RECORDS FOR THIS EXERCISE
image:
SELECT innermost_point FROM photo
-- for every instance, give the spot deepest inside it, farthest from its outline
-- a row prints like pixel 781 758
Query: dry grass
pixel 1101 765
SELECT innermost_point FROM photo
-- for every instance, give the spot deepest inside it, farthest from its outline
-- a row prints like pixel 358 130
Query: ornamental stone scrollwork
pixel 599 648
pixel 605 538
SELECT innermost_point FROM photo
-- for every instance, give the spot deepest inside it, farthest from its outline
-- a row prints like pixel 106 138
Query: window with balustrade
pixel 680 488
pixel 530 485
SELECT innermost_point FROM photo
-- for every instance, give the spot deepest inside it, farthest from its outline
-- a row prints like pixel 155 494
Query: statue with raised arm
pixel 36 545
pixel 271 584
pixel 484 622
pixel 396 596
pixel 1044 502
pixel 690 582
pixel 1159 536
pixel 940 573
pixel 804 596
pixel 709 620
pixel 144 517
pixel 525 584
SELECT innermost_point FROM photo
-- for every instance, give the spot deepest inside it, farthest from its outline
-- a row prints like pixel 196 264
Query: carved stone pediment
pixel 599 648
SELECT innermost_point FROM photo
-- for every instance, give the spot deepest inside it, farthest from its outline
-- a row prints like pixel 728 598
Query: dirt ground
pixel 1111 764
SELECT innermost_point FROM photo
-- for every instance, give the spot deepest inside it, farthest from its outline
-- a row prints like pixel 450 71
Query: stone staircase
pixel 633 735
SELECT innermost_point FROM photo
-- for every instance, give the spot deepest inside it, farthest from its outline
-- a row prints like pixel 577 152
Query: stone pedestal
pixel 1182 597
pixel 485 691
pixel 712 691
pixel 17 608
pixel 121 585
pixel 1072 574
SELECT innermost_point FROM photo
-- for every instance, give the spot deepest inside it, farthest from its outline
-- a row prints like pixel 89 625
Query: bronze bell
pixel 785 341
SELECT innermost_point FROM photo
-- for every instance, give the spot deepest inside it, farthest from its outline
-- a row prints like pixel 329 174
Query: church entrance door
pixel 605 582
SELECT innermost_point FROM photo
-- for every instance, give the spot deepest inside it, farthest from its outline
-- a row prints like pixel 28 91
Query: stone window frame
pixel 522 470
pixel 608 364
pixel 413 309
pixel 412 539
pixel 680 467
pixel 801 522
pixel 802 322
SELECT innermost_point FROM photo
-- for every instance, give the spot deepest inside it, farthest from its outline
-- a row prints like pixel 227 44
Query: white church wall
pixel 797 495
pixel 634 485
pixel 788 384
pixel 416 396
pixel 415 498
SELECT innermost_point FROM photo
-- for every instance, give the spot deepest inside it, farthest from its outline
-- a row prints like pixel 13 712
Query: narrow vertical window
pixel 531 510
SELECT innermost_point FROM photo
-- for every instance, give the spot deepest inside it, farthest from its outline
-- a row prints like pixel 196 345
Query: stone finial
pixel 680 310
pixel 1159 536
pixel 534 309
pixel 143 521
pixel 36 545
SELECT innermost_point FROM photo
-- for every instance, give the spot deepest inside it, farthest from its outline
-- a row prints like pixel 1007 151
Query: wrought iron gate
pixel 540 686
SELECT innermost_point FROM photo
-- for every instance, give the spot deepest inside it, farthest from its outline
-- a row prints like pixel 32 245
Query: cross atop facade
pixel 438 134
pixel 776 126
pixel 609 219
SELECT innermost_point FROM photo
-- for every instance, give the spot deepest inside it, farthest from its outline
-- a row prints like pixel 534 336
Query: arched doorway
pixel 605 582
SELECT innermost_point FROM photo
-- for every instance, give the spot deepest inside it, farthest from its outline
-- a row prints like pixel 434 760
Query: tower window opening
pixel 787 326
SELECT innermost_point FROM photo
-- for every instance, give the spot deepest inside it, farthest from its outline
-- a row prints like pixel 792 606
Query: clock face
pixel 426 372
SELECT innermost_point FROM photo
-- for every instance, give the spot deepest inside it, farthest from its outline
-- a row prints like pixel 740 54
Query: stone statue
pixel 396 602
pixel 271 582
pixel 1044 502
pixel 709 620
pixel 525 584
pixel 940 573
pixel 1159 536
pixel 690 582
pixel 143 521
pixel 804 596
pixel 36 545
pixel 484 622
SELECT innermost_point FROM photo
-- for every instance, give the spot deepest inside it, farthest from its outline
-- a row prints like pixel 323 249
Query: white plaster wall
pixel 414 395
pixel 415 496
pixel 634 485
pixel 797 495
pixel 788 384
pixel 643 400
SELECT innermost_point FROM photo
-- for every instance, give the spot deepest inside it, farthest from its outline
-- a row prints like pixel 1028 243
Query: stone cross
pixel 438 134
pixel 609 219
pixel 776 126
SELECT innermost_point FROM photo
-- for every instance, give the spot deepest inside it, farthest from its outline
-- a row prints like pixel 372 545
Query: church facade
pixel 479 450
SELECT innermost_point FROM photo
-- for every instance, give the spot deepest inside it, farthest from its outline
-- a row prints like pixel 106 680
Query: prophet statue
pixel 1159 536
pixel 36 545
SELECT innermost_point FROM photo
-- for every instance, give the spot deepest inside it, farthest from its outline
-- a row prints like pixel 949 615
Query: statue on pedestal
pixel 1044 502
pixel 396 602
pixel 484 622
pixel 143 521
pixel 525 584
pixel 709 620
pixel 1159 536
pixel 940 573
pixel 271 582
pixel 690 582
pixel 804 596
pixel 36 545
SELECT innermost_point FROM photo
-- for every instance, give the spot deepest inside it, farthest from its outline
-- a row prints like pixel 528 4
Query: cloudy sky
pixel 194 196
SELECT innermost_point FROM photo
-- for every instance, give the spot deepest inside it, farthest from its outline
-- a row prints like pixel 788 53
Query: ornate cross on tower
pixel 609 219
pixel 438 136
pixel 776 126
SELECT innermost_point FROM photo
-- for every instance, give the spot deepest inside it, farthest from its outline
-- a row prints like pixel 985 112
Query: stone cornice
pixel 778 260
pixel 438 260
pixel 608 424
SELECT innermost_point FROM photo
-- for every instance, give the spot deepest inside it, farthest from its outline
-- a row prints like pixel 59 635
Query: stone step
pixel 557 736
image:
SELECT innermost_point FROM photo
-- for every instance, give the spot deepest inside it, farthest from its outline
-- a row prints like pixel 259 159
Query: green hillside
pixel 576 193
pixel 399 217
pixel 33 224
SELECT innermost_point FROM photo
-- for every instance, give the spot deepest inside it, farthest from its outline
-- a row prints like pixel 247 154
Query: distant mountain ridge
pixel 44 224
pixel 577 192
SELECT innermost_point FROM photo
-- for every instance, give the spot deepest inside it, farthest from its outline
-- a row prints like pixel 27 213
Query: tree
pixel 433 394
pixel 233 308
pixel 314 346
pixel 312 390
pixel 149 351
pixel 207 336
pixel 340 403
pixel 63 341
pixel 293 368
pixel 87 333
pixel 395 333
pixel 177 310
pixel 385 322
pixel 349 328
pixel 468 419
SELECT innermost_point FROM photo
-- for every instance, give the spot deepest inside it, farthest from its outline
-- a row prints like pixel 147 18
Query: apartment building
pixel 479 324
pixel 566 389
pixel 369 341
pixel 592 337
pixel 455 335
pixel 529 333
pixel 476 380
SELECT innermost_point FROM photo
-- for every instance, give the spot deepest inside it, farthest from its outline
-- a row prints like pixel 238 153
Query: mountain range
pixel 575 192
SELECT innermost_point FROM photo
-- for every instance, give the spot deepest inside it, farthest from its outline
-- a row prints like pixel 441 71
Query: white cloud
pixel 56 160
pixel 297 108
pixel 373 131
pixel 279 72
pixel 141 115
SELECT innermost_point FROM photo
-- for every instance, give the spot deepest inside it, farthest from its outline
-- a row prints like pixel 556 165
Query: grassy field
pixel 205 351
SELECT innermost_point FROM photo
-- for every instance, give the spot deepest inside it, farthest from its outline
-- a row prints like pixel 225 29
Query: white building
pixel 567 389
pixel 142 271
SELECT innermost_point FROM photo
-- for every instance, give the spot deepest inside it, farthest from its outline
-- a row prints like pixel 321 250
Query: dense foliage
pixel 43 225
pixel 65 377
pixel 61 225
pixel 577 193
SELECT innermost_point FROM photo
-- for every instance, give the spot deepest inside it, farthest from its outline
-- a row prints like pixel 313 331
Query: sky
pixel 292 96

WRITTEN INSTRUCTION
Report every line of the items above that contains the word "tower", copying each line in full.

EXERCISE OUTPUT
Query: tower window opening
Query: ornate cross on tower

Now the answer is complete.